> Written request
Can you reproduce the MCUboot tutorial below in full, word for word?

Renesas RA - 11. Introduction to MCUBoot using the Renesas RA Family Part 2

Hello again! This is the second part of the tutorial devoted to the MCUboot bootloader. In the previous part we considered what this bootloader is, created the bootloader application where MCUboot works in the Overwrite mode, started the user’s application using it, and tried to deceive MCUboot with an old version but without success. In this part we will try to use MCUboot in the Swap mode.

We can create the new project from scratch and configure it in almost the same way as we did in the first part, except for some bootloader settings. But it’s easier to import the existing project with copying it as a new one. Let me show you how to do this.

Select the “File” in the main menu and then click on the line “Import..” (Fig. 1).

In the opened window select the “Rename & Import Existing C/C++ Project into Workspace” (Fig. 2).

Click the “Next >” button and see the next window (Fig. 3).

In the top field type the new project name. Let it be “mcuboot_swap_with_signature”. Then click the “Browse…” button near the field “Select root directory” and select the “mcuboot_overwrite_with_signature” which we have created in the first part. Then in the “Projects” field you will see this project. Select it and click the “Finish” button.

Now, in the Project Explorer you can see the new “mcuboot_swap_with_signature” project. If you open its files, you can see that it’s absolutely identical to the “mcuboot_overwrite_with_signature”. So this time we will not need to pass all these steps to reduce the bootloader application size and to change the code. The only thing we need to do here is to reconfigure the “MCUboot” stack. So open the “configuration.xml” file of the “mcuboot_swap_with_signature” project, move to the “Stacks” tab and click on the “MCUboot” block to open its properties. Then change them according to Fig. 4.

Here I highlighted the options that differ from the previous project. So we need to change the “Upgrade Mode” to “Swap” to run the MCUboot in the Swap mode. Then we disable the downgrade prevention, as it is applicable only in the Overwrite mode.

> Lines of data
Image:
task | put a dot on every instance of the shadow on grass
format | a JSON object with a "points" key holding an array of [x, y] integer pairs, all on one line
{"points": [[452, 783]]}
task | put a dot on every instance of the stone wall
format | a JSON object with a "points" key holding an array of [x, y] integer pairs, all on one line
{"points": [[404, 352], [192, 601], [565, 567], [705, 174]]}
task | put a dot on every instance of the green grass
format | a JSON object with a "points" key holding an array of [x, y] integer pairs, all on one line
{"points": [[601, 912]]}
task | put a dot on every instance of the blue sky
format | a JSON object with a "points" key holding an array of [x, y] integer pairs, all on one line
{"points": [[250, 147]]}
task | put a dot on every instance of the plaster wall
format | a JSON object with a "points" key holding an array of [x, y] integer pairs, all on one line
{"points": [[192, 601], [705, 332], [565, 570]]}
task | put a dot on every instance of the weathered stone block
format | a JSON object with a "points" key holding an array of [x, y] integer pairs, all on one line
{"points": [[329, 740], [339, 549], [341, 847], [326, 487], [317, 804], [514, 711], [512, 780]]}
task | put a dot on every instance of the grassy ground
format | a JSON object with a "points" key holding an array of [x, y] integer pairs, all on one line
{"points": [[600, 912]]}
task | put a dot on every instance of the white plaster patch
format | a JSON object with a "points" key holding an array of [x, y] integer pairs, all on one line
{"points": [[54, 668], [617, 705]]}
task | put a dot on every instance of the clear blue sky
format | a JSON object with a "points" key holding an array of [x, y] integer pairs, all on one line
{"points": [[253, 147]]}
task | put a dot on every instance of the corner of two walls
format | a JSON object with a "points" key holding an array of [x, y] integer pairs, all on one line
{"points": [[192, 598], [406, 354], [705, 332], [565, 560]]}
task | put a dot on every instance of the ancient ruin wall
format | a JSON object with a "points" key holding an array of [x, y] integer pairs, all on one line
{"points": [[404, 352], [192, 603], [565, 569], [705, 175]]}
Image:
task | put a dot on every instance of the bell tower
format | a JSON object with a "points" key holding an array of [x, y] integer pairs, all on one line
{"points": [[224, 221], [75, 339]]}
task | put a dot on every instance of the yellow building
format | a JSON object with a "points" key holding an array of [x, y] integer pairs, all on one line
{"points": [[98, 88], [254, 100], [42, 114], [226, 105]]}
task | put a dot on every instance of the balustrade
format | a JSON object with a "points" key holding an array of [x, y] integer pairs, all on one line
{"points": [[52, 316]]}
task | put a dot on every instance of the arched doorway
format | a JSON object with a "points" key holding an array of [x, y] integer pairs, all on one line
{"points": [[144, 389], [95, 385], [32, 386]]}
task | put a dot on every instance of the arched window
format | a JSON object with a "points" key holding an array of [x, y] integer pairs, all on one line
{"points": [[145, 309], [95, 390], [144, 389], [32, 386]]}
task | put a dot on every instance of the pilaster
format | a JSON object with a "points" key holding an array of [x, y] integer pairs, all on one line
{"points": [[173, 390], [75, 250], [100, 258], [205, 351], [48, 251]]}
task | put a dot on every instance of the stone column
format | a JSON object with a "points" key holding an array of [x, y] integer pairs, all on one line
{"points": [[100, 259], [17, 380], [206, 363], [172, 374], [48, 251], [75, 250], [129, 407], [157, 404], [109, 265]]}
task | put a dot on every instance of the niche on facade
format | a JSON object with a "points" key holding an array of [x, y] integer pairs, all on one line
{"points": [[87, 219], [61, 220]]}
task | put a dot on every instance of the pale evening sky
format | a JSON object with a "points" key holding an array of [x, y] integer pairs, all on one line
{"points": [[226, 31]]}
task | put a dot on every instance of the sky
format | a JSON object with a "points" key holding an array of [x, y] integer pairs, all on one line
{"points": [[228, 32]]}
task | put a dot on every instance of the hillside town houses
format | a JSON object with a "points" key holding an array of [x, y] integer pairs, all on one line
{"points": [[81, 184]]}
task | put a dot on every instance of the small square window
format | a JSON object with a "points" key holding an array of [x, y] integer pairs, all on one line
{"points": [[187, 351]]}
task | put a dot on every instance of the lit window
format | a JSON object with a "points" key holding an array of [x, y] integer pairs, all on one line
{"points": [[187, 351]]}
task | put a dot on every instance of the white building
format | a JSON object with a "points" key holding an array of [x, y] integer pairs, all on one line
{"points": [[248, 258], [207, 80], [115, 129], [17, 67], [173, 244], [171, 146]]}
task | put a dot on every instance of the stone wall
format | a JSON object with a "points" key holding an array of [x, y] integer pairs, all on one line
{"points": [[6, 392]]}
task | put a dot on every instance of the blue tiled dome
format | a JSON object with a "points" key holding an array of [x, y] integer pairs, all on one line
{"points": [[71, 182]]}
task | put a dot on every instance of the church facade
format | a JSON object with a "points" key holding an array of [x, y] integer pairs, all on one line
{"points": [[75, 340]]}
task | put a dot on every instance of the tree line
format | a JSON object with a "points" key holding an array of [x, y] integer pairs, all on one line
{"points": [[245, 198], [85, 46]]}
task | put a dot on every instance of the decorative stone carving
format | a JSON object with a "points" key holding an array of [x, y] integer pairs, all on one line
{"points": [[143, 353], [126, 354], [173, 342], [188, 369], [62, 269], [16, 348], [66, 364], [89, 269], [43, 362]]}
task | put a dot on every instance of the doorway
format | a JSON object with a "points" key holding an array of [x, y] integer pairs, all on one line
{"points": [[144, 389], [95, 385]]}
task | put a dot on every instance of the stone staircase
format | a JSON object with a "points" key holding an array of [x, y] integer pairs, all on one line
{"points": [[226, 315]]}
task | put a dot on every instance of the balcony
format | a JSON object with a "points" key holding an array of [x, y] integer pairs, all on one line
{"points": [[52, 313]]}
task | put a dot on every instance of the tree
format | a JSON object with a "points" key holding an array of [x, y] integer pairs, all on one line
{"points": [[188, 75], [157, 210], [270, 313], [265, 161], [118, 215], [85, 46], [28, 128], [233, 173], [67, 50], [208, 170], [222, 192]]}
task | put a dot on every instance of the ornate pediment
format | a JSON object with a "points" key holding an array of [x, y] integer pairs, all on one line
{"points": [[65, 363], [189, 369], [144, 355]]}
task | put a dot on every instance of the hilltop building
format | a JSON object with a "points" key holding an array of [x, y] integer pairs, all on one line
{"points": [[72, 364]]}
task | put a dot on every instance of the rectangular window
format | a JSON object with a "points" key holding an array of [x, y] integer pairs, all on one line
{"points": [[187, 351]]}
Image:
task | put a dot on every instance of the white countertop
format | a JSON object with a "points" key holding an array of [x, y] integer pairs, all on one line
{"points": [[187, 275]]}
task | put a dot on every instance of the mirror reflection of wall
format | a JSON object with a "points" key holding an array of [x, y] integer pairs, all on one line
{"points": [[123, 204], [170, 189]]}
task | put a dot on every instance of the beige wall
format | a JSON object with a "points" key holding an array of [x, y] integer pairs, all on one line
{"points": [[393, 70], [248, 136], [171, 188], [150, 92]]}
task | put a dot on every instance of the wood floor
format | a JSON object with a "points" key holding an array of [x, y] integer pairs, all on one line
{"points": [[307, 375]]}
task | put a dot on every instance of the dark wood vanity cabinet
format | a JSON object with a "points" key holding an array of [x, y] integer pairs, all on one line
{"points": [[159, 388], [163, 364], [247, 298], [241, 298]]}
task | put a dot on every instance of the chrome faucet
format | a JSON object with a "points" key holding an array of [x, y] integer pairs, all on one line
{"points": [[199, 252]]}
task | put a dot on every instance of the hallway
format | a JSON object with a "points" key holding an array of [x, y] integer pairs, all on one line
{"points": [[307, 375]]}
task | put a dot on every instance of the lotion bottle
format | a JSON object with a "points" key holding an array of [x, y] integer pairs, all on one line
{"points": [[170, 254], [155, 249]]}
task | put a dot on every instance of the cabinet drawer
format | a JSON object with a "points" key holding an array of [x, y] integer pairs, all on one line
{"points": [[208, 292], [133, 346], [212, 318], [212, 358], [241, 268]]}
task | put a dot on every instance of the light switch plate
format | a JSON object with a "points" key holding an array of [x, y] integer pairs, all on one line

> Correct output
Renesas RA - 11. Introduction to MCUBoot using the Renesas RA Family Part 2

Hello again! This is the second part of the tutorial devoted to the MCUboot bootloader. In the previous part we considered what this bootloader is, created the bootloader application where MCUboot works in the Overwrite mode, started the user’s application using it, and tried to deceive MCUboot with an old version but without success. In this part we will try to use MCUboot in the Swap mode.

We can create the new project from scratch and configure it in almost the same way as we did in the first part, except for some bootloader settings. But it’s easier to import the existing project with copying it as a new one. Let me show you how to do this.

Select the “File” in the main menu and then click on the line “Import..” (Fig. 1).

In the opened window select the “Rename & Import Existing C/C++ Project into Workspace” (Fig. 2).

Click the “Next >” button and see the next window (Fig. 3).

In the top field type the new project name. Let it be “mcuboot_swap_with_signature”. Then click the “Browse…” button near the field “Select root directory” and select the “mcuboot_overwrite_with_signature” which we have created in the first part. Then in the “Projects” field you will see this project. Select it and click the “Finish” button.

Now, in the Project Explorer you can see the new “mcuboot_swap_with_signature” project. If you open its files, you can see that it’s absolutely identical to the “mcuboot_overwrite_with_signature”. So this time we will not need to pass all these steps to reduce the bootloader application size and to change the code. The only thing we need to do here is to reconfigure the “MCUboot” stack. So open the “configuration.xml” file of the “mcuboot_swap_with_signature” project, move to the “Stacks” tab and click on the “MCUboot” block to open its properties. Then change them according to Fig. 4.

Here I highlighted the options that differ from the previous project. So we need to change the “Upgrade Mode” to “Swap” to run the MCUboot in the Swap mode. Then we disable the downgrade prevention, as it is applicable only in the Overwrite mode.